Object location annotation data:
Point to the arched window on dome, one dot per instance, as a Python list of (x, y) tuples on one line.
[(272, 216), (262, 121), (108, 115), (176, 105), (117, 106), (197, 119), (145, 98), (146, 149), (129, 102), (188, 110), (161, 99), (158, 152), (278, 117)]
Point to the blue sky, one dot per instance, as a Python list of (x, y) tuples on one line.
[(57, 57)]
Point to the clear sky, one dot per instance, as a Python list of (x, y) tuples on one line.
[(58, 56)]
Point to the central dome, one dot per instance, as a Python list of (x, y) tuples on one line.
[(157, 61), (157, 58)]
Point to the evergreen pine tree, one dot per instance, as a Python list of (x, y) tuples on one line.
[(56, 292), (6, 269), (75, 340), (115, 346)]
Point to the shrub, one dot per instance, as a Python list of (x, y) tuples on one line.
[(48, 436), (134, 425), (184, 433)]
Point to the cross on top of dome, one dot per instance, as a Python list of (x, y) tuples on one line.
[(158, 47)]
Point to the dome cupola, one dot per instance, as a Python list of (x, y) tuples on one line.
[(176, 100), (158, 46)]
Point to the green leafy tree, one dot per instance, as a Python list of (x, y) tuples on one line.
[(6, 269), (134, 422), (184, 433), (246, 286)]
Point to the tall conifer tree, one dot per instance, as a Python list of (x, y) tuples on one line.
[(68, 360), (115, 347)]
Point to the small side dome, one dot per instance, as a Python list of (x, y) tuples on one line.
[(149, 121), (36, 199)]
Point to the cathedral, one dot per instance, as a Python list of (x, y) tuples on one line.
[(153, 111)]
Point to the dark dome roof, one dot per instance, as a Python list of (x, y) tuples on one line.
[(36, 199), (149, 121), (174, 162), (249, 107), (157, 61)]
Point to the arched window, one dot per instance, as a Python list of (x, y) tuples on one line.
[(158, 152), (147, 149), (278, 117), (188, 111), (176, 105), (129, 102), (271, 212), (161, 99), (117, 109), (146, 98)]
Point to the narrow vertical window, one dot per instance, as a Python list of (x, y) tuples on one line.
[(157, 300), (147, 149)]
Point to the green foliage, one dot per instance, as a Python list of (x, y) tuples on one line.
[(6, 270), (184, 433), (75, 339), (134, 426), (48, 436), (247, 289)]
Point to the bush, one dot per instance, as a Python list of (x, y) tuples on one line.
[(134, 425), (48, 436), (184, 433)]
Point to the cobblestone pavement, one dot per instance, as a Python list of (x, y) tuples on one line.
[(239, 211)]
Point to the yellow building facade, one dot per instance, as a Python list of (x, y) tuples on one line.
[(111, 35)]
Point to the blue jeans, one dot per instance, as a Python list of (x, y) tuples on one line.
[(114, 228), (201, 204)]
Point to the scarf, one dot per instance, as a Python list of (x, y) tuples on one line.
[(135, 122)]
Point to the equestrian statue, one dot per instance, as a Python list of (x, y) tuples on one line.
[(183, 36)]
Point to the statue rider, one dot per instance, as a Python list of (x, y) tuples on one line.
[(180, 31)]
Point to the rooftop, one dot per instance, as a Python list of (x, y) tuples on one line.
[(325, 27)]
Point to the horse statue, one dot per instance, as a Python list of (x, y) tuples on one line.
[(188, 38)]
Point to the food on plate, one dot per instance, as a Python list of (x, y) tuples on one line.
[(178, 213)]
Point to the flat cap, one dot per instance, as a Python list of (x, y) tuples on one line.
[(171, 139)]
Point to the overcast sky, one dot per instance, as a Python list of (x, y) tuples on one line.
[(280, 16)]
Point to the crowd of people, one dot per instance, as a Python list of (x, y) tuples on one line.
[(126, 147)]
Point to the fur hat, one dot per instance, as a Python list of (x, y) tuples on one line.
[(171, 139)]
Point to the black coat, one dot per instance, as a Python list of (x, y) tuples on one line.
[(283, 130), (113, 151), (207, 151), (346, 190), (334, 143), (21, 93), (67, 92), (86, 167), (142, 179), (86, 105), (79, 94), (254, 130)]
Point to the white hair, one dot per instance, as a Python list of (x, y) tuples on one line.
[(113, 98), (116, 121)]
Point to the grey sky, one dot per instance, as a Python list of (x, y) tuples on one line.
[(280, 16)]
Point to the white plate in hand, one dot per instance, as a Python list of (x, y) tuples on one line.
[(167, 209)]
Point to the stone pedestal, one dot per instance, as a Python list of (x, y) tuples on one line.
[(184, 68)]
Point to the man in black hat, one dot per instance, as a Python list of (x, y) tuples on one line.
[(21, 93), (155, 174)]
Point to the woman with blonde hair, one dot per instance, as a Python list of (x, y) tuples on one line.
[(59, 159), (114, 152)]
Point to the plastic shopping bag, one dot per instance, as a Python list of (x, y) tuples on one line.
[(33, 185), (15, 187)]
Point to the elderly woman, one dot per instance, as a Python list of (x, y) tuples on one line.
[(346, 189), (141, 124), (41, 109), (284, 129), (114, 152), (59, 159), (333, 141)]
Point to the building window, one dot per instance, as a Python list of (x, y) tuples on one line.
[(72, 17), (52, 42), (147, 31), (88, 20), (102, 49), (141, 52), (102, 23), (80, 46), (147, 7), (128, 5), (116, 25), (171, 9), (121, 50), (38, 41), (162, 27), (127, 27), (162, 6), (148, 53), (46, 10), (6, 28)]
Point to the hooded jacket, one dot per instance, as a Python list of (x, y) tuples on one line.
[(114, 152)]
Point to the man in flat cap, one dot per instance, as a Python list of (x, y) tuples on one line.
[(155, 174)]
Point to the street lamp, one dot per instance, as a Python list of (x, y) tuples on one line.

* _EXERCISE DESCRIPTION_
Rewrite the material above, putting "one point per instance" wherever "one dot per instance" appears and leaving everything else unchanged.

* _FULL SOLUTION_
Point to the arched window on dome, one point per instance, as a Python list of (x, y) tuples on one line.
[(272, 216), (262, 121), (108, 115), (176, 105), (117, 106), (197, 119), (145, 98), (146, 149), (129, 102), (188, 110), (161, 99), (158, 152), (278, 117)]
Point to the blue sky, one point per instance, as a Python list of (x, y) tuples on one line.
[(57, 57)]
Point to the clear sky, one point per instance, as a Python list of (x, y) tuples on one line.
[(58, 56)]
Point to the central dome, one point per instance, as a Python list of (x, y) tuples on one line.
[(157, 61), (157, 58)]
Point to the evergreen pine tree, one point per instance, as a Python list of (x, y) tuples on one line.
[(56, 292), (6, 269), (75, 340), (115, 346)]
Point to the shrub, one point per instance, as a Python list of (x, y) tuples on one line.
[(48, 436), (134, 425), (184, 433)]
Point to the cross on top of dome, one point per instance, as a Python list of (x, y) tuples on one line.
[(158, 47)]
Point to the dome cupola, one point per instance, as a Python list of (x, y) tuples on one line.
[(176, 100), (158, 46)]
Point to the green leafy tree, one point per instance, as a Python list of (x, y) tuples on one line.
[(6, 269), (134, 422), (184, 433), (246, 286)]
Point to the tall conifer tree, one point per instance, as a Python list of (x, y) tuples on one line.
[(68, 360), (115, 347)]
Point to the small side dome, one point per instance, as a Python list of (x, y) tuples on one line.
[(149, 121), (36, 199)]
Point to the cathedral, one point per instance, as a Python list of (x, y) tuples on one line.
[(153, 111)]
Point to the dark dome roof, one point per instance, as a Python list of (x, y) tuples on one line.
[(36, 199), (149, 121), (174, 162), (249, 107), (157, 61)]
Point to the arched window, one point per instance, as a Python list of (x, y) tuples on one line.
[(158, 152), (147, 149), (278, 117), (188, 111), (176, 105), (129, 102), (271, 212), (161, 99), (117, 109), (146, 98)]
Point to the narrow vertical window, one point per instance, as a Python list of (x, y) tuples on one line.
[(157, 300), (147, 149)]
Point to the green foliage, one point per instance, as a Python list of (x, y) tuples on one line.
[(6, 270), (184, 433), (75, 339), (134, 426), (48, 436), (247, 289)]
Point to the bush, one point per instance, as a Python list of (x, y) tuples on one line.
[(134, 425), (48, 436), (184, 433)]
Point to the cobblestone pavement, one point per instance, as a Python list of (x, y) tuples on one line.
[(239, 211)]
Point to the yellow building facade, one point per instance, as a Python list of (x, y) tuples on one line.
[(111, 35)]
Point to the blue jeans, one point per instance, as a Python list of (x, y) tuples on one line.
[(114, 228), (201, 204)]
Point to the scarf, one point per instance, as a Python list of (x, y) tuples on one line.
[(135, 122)]
Point to the equestrian statue, one point per instance, as a Python list of (x, y) tuples on one line.
[(183, 36)]
Point to the statue rider, one point per instance, as a Python list of (x, y) tuples on one line.
[(180, 31)]
Point to the rooftop, one point per instance, as a Python list of (x, y) tuples on one line.
[(325, 27)]
Point to the horse statue, one point per instance, as a Python list of (x, y) tuples on one line.
[(188, 38)]
Point to the food on plate, one point per instance, as a Python list of (x, y) tuples on one line.
[(178, 213)]
Point to the flat cap, one point per instance, as a Python list of (x, y) tuples on one line.
[(171, 139)]
Point to the overcast sky, one point per instance, as a Python list of (x, y) tuples on one line.
[(280, 16)]
Point to the crowd of people, one point per instance, as a Python list of (x, y) tuples on one line.
[(126, 147)]
Point to the fur hat, one point per instance, as a Python list of (x, y) tuples on one line.
[(171, 139)]
Point to the black coat, one point per instance, as a Python list of (x, y) tuples on one line.
[(283, 130), (113, 151), (207, 151), (346, 190), (334, 143), (21, 93), (67, 92), (86, 167), (142, 179), (86, 105), (79, 94), (254, 130)]
Point to the white hair, one point per instance, as a Python list of (x, y) tuples on one line.
[(113, 98), (116, 121)]
Point to the grey sky, one point per instance, as a Python list of (x, y) tuples on one line.
[(280, 16)]
Point to the white plate in hand, one point per instance, as a Python list of (x, y) tuples on one line.
[(167, 209)]
Point to the stone pedestal, one point per instance, as a Python list of (x, y) tuples on one line.
[(184, 68)]
Point to the man in black hat, one point per instance, as a Python list of (x, y) tuples on one line.
[(21, 93), (155, 174)]
Point to the woman with blonde hair, one point per instance, as a Python list of (x, y) tuples on one line.
[(59, 159), (114, 152)]
Point to the plastic shopping bag, one point per instance, as a Python list of (x, y) tuples on one line.
[(33, 185), (15, 187)]
Point to the elderly woman, one point per instance, as a Python list of (x, y) tuples on one line.
[(346, 189), (141, 124), (41, 109), (284, 129), (114, 152), (59, 159), (333, 141)]
Point to the building window, one point per instance, as a Python list of (x, y) tuples on one line.
[(72, 17), (52, 42), (147, 31), (88, 20), (102, 49), (141, 52), (102, 23), (80, 46), (147, 7), (128, 5), (116, 25), (171, 9), (121, 50), (38, 41), (162, 27), (127, 27), (162, 6), (148, 53), (46, 10), (6, 28)]
Point to the hooded jacket, one point per instance, as a Python list of (x, y) tuples on one line.
[(114, 152)]
Point to the man in flat cap, one point per instance, as a Python list of (x, y) tuples on one line.
[(155, 174)]
Point to the street lamp, one point per instance, as a Python list of (x, y) tuples on one line.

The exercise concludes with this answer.